Coordinate annotation data:
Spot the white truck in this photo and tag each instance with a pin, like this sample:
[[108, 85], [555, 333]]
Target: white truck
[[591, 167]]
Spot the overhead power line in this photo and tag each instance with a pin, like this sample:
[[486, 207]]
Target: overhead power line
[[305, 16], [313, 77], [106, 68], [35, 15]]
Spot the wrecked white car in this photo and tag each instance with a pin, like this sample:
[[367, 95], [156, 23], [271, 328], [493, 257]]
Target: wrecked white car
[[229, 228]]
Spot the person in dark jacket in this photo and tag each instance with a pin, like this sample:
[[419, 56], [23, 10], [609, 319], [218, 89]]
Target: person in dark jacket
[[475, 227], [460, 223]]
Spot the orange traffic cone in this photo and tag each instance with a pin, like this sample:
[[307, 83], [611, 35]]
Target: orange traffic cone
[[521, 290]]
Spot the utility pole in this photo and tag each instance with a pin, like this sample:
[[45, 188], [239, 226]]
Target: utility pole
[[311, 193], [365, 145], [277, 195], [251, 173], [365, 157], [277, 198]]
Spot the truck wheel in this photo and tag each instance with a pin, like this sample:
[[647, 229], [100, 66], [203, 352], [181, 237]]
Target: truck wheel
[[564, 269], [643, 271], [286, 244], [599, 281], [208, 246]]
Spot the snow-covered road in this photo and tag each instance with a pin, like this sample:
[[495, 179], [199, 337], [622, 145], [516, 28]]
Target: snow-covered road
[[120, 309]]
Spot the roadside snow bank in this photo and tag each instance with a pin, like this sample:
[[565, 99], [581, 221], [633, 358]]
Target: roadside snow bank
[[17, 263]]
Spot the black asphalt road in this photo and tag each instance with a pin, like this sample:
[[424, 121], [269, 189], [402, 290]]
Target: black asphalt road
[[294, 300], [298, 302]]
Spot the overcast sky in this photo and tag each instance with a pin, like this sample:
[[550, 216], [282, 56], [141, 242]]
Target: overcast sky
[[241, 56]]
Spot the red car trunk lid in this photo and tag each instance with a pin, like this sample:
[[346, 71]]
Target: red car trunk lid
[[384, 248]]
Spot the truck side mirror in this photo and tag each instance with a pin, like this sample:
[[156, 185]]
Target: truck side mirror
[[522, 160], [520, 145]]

→ **AIM OF THE EXERCISE**: Please revise the data above so that each "tag each instance with a pin" becomes "mark every instance with a point", keeping every other line and character the same.

→ **SOLUTION**:
Spot the white truck in this photo and mark every instance with a point, like this sample:
[[108, 85], [555, 333]]
Target: white truck
[[591, 167]]
Spot the overhead power line in this photo and mark every instance with a point, like this sample:
[[486, 207]]
Target: overhead power line
[[305, 16], [313, 77], [106, 68], [35, 15]]
Spot the wrecked white car in this photo and mark every instance with a point, like this sample:
[[367, 95], [156, 23], [271, 328], [493, 257]]
Target: wrecked white car
[[229, 228]]
Spot the person in dark jacket in this photo and mark every instance with a point, like this sample:
[[419, 56], [23, 10], [609, 319], [218, 89]]
Target: person in dark jacket
[[475, 227], [460, 223]]
Spot the orange traffic cone in this photo and mark every instance with a point, like this sample:
[[307, 83], [611, 35]]
Target: orange traffic cone
[[521, 290]]
Spot the utility pole in this photo and mark every instance with a point, like this sample:
[[45, 188], [239, 226]]
Target: utility pole
[[311, 193], [365, 145], [277, 195], [251, 173], [365, 157], [277, 198]]
Spot the truck wheel in this photo and mark every instance with a point, like this sample:
[[647, 229], [100, 66], [203, 352], [181, 237]]
Target: truck wheel
[[564, 269], [643, 271], [286, 244], [599, 281], [208, 246]]
Spot the snow-covered road in this photo and mark every instance with a point, like this sample:
[[495, 179], [199, 337], [622, 145], [516, 28]]
Target: snow-covered road
[[120, 309]]
Spot the roadside snow bank in this photo and mark every instance with a point, like this sample:
[[565, 99], [581, 221], [633, 358]]
Target: roadside snow bank
[[17, 263]]
Spot the black asphalt road in this photo and mark every instance with a point, like this sample:
[[424, 121], [269, 189], [402, 290]]
Target: black asphalt road
[[294, 300], [298, 302]]
Spot the overcast sky in this photo and mark every instance with a point, like this sample:
[[550, 216], [282, 56], [141, 242]]
Target: overcast sky
[[241, 56]]
Spot the red car trunk lid in this photo and mark every instance with a point, like this sample:
[[346, 71]]
Target: red car trunk lid
[[384, 248]]
Spot the truck side mirror in this photo and mark every instance with a point, like this sample:
[[156, 185]]
Target: truck side mirror
[[522, 160], [520, 145]]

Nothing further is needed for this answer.